[BEGIN]

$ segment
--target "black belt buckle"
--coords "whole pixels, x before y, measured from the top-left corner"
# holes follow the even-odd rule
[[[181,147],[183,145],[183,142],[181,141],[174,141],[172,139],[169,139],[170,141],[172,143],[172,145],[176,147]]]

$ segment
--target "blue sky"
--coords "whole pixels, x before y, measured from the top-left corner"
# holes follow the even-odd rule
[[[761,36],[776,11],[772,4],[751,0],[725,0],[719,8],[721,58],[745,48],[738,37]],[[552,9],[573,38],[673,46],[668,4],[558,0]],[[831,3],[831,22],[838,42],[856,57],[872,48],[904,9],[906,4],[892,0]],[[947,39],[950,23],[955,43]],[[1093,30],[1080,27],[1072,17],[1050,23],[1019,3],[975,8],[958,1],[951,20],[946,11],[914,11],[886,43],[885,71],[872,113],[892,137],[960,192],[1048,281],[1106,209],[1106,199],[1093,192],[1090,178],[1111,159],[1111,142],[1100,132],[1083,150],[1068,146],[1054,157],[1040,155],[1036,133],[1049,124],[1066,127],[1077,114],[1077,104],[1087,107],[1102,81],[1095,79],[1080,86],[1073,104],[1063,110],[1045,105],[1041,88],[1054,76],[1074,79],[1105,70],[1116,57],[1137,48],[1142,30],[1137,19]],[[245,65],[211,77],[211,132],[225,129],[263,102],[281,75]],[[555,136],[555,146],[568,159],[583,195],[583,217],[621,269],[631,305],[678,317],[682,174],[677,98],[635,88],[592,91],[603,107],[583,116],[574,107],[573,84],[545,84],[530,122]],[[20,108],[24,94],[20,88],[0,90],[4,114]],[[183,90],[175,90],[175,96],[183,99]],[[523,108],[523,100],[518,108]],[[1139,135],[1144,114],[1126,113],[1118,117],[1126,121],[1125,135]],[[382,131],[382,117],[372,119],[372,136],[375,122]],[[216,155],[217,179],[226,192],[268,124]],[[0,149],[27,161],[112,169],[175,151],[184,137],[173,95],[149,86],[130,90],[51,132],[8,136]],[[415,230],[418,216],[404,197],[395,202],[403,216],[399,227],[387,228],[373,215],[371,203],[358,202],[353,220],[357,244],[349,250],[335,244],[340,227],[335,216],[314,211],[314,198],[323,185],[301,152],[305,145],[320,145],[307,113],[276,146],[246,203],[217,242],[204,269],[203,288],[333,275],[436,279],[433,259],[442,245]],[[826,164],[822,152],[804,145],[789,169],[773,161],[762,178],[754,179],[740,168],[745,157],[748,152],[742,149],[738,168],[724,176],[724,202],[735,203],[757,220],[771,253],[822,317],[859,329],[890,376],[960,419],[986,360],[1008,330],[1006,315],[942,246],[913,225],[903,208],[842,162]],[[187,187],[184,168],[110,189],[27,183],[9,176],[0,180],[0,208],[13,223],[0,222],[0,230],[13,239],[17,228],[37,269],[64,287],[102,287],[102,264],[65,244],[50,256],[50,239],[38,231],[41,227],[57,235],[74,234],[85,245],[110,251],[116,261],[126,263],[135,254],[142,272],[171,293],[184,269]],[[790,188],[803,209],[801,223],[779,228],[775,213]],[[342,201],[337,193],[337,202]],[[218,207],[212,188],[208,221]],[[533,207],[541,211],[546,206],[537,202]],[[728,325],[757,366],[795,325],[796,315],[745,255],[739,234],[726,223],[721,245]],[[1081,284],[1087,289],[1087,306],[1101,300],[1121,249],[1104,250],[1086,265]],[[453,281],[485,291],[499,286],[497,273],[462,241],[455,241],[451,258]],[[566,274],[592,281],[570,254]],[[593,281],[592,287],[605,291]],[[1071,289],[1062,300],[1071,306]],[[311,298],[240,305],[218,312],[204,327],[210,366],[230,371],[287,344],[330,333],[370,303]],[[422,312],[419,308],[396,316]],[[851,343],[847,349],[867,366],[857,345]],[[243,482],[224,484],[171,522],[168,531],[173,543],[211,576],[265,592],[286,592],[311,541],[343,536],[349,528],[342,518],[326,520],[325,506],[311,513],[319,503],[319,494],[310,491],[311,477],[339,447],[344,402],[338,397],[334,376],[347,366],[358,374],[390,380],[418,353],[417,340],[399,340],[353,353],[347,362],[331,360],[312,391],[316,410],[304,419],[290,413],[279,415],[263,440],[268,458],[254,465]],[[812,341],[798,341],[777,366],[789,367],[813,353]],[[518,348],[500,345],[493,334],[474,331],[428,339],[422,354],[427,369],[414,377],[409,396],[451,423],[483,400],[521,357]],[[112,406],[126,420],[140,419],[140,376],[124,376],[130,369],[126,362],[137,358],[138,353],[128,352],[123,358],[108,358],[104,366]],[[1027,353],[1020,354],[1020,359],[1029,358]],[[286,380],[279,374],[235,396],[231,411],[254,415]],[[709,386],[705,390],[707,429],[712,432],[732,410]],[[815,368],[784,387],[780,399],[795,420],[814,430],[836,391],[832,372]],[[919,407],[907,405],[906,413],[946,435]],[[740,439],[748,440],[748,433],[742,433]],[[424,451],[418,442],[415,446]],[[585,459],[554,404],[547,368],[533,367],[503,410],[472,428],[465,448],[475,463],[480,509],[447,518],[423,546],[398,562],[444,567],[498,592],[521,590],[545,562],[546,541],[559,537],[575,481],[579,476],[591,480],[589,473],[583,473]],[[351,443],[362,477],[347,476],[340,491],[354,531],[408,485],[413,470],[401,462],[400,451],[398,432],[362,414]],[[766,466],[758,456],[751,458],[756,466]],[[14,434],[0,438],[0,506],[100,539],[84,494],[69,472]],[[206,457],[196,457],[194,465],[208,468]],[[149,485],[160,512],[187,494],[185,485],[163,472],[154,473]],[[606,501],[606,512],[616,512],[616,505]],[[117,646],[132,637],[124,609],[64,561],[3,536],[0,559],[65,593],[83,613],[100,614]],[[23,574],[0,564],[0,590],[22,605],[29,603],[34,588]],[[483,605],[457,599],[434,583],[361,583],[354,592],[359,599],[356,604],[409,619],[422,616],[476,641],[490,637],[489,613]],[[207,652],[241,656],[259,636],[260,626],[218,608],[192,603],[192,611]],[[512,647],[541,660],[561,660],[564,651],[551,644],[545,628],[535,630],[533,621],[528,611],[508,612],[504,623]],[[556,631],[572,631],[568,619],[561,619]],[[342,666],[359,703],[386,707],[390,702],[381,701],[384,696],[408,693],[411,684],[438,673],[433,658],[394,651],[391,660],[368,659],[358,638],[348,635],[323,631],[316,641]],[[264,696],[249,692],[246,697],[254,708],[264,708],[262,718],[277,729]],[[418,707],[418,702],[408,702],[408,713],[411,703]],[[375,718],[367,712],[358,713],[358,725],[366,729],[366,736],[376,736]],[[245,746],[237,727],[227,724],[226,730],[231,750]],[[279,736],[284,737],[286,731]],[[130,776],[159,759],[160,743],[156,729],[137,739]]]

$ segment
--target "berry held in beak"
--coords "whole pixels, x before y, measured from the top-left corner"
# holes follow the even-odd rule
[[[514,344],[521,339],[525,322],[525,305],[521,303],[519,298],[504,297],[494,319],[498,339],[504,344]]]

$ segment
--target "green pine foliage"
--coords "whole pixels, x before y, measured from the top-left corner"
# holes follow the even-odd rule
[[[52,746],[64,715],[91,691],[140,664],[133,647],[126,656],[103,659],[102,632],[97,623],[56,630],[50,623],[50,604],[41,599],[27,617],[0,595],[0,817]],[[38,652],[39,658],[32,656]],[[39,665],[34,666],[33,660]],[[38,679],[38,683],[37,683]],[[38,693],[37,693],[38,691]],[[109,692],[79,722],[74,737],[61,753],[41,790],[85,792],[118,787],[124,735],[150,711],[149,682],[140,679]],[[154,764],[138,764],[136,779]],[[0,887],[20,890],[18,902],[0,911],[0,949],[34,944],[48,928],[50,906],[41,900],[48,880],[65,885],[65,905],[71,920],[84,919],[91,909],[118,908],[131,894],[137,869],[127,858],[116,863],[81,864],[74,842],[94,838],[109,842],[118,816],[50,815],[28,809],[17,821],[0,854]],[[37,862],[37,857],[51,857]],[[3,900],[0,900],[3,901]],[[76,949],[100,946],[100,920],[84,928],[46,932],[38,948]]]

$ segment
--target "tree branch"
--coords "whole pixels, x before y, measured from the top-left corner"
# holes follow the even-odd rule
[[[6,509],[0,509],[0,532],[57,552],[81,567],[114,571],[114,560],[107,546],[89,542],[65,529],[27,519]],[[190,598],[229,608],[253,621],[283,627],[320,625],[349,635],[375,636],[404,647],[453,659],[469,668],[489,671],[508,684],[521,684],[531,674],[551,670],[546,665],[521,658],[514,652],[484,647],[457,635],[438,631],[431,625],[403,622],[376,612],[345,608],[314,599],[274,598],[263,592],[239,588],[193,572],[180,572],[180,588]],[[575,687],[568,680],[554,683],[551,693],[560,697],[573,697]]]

[END]

Exercise objective: Which lines in the data above contain the string "target"? Report each of those lines in full, treating uppercase and lowercase letters as distinct.

Output below:
--target "black belt buckle"
--target "blue sky"
--target "berry held in beak"
--target "green pine foliage"
--target "tree branch"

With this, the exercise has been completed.